Stated goal a:
Using the Fujifilm X-Pro1 review below, decide whether each statement agrees with it, answering yes or no and quoting the deciding words. (i) The X-Pro1's sensor has 16.3 million pixels. (ii) The X-Pro1 offers image stabilisation. (iii) The extended ISO settings can be used when shooting in any file format.
··· Source document ···
Fujifilm X-Pro1 at a glance:

  • 16.3-million pixel X-Trans CMOS sensor
  • New colour
  • filter array
  • No low-pass filter
  • ISO 100-25,600
  • Built-in hotshoe
  • Hybrid viewfinder
  • Street price £1,429 (body only)

Ever since the Fujifilm X100 was announced in September 2010, many people suspected that it would form the basis for a potential Fujifilm compact system camera. After all, it made sense: the X100 uses an APS-C-sized imaging sensor, and it should theoretically be possible to remove its fixed lens and replace it with a lens mount. Such speculation was vindicated when Fuji announced the X-Pro1 in January this year.

Like the X100, the X-Pro1 retains the company’s excellent hybrid digital and electronic viewfinder. However, although the X-Pro1 has clearly evolved from the X100, there are many differences, the most obvious being the new Fujifilm X lens mount as the X100 had a fixed 23mm f/2 lens.

Another difference is the resolution of the APS-C-sized sensors used in each camera. The X100 has a 12.3-million-pixel sensor, while the X-Pro1 is equipped with a 16.3-million-pixel version. This X-Pro1 sensor also has a new colour filter array that helps to improve colour and reduce moiré patterning.

With the X100 being very highly regarded by photography enthusiasts, I was eager to see how the X-Pro1 compared. Can it compete with other APS-C-format compact system cameras already on the market, or even Leica’s M9 digital rangefinder camera and system?


At the heart of the Fujifilm X-Pro1 is its APS-C-sized, 16.3-million-pixel X-Trans CMOS sensor. However, it is the sensor’s new colour filter array and lack of a low-pass filter that are the most interesting aspects of its specification.

I’ll go into this in more detail later, but briefly the new colour filter array has a different pattern to the regular Bayer version used in most digital cameras. It looks more random and is said by Fujifilm to reduce moiré patterning, removing the need for a low-pass filter. This, in turn, is said to improve the sharpness of images.

The sensor has an equivalent sensitivity range of ISO 200-6400, with an extended range of ISO 100-25,600. The most sensitive extension is a 1EV increase from the ISO 12,800 setting found in the X100. However, these extended settings are only available when shooting JPEG images.

Ultra Sonic Vibration is used to rid the sensor of dust, but the camera doesn’t offer image stabilisation. The lens road map for the X mount shows that Fujifilm plans to introduce optically stabilised lenses, the first of which we are told will be an 18-72mm f/4 IS zoom, due for release later this year.
···
Stated goal b:
Rewrite the entries from the line containing "of the upper" through the end of the entries, keeping the requests. Multiply every coordinate in the answers by 1.3 and round each result to a whole number, with halves rounded up.
··· Records shown ···
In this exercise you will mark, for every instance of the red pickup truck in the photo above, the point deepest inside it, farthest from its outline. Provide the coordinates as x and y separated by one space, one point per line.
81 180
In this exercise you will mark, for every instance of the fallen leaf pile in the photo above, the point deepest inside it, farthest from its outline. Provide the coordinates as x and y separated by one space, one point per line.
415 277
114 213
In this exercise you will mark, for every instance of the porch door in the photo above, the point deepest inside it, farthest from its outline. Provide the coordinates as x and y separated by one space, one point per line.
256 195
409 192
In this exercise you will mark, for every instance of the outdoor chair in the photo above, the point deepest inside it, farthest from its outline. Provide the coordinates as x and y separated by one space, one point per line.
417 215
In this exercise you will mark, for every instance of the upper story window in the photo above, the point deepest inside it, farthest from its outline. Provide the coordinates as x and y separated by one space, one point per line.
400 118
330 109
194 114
···
Full answer a:
(i) Yes: "the X-Pro1 is equipped with a 16.3-million-pixel version"
(ii) No: "the camera doesn’t offer image stabilisation"
(iii) No: "these extended settings are only available when shooting JPEG images"

Full answer b:
In this exercise you will mark, for every instance of the upper story window in the photo above, the point deepest inside it, farthest from its outline. Provide the coordinates as x and y separated by one space, one point per line.
520 153
429 142
252 148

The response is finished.